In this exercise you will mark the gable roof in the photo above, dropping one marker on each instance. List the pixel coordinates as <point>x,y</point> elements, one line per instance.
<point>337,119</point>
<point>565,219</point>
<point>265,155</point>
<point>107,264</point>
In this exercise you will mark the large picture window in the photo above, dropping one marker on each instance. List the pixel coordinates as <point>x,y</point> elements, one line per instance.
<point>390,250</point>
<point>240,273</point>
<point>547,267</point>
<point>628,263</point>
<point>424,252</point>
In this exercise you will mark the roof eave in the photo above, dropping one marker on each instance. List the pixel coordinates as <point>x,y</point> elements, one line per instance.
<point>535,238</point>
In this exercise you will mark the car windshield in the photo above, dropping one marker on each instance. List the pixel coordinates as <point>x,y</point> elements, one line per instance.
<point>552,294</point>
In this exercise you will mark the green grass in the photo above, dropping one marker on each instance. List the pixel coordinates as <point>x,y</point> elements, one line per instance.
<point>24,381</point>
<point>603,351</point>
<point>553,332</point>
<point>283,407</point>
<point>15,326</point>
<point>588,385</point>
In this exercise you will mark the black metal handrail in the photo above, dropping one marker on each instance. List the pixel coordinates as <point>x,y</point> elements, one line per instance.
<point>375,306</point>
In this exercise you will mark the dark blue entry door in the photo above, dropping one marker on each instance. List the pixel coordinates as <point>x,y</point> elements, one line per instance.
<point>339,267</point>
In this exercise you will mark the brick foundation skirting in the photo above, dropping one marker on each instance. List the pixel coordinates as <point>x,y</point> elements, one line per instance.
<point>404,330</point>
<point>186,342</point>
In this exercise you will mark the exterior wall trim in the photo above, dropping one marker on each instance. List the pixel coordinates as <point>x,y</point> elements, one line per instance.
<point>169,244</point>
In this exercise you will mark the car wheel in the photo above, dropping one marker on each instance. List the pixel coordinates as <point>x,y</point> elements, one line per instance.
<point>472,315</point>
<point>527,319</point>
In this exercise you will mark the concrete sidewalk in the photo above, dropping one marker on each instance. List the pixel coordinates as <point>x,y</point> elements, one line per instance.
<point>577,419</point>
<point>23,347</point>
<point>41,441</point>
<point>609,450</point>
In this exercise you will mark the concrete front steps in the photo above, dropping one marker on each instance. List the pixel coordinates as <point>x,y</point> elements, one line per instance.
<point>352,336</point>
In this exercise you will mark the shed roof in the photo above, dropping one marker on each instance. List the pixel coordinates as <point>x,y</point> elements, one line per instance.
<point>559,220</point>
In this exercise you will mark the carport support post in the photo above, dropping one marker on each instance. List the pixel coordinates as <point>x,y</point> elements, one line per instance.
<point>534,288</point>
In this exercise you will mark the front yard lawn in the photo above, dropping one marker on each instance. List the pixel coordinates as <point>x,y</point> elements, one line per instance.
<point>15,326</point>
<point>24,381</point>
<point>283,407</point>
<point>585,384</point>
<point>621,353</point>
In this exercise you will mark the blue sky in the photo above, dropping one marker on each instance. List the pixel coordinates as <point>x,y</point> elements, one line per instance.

# # # #

• _Directions_: After reading through the records, retype all of them exactly.

• _Exercise result_:
In this exercise you will mark the gable roof in the photo above, dropping one marker on each instance. List the pixel coordinates as <point>x,y</point> elements, one line per instance.
<point>337,119</point>
<point>565,219</point>
<point>265,155</point>
<point>107,264</point>
In this exercise you will mark the large picture window in the photo above, dropping one marker on each instance. List the pixel coordinates as <point>x,y</point> elements, one line per instance.
<point>390,250</point>
<point>240,273</point>
<point>547,267</point>
<point>628,263</point>
<point>424,252</point>
In this exercise you will mark the roof eave in the photo above, dropping one marker on each instance. List the pixel coordinates as <point>x,y</point> elements, one line per instance.
<point>535,238</point>
In this exercise you will mark the car windshield in the photo above, dropping one marker on each instance. List the pixel coordinates as <point>x,y</point> elements, one line per instance.
<point>552,294</point>
In this exercise you will mark the green grass in the photo above, dropping one marker on each instance. List the pixel coordinates as <point>x,y</point> elements, one line per instance.
<point>24,381</point>
<point>603,351</point>
<point>553,332</point>
<point>283,407</point>
<point>15,326</point>
<point>588,385</point>
In this exercise you will mark the black metal handrail in the photo above, dropping one marker on each instance. List the pixel coordinates as <point>x,y</point> elements, one line per instance.
<point>375,306</point>
In this exercise you will mark the dark blue entry door in the photo above, dropping one marker on each instance. List the pixel coordinates as <point>x,y</point> elements, one line per instance.
<point>339,267</point>
In this exercise you will mark the brick foundation skirting in the photo above, dropping one marker on each instance. List the pixel coordinates as <point>x,y</point> elements, one line per instance.
<point>404,330</point>
<point>186,342</point>
In this exercise you will mark the exterior wall trim in the photo above, dropping one marker on each instance. List the pixel coordinates as <point>x,y</point> elements, one line per instance.
<point>169,244</point>
In this exercise you will mark the car wheel in the photo above, dropping one marker on each instance. List the pixel coordinates as <point>x,y</point> elements, one line per instance.
<point>472,315</point>
<point>527,319</point>
In this exercise you will mark the concrete sidewalk in the photo above, dropping one marker on each instance. List the pixel coordinates as <point>x,y</point> elements, one line per instance.
<point>577,419</point>
<point>23,347</point>
<point>41,441</point>
<point>609,450</point>
In this exercise you will mark the concrete front steps in the photo above, dropping one marker on each instance. List the pixel coordinates as <point>x,y</point> elements, one line per instance.
<point>352,336</point>
In this exercise you will mark the shed roof in the photo above, dropping one marker on each instance. List the pixel coordinates as <point>x,y</point> elements, one line per instance.
<point>559,220</point>
In this exercise you will mark the carport support post in the photo above, dropping one marker on each instance. List the pixel coordinates as <point>x,y</point> elements, one line per instance.
<point>534,288</point>
In this exercise you will mark the front yard lawn in the photo above, dropping one marker on each instance. List the pixel coordinates as <point>x,y</point> elements, one line per instance.
<point>15,326</point>
<point>24,381</point>
<point>283,407</point>
<point>585,384</point>
<point>621,353</point>
In this exercise you will mark the blue sky in the photo above, dropping one marker on each instance. List the pixel coordinates as <point>x,y</point> elements, one line per instance.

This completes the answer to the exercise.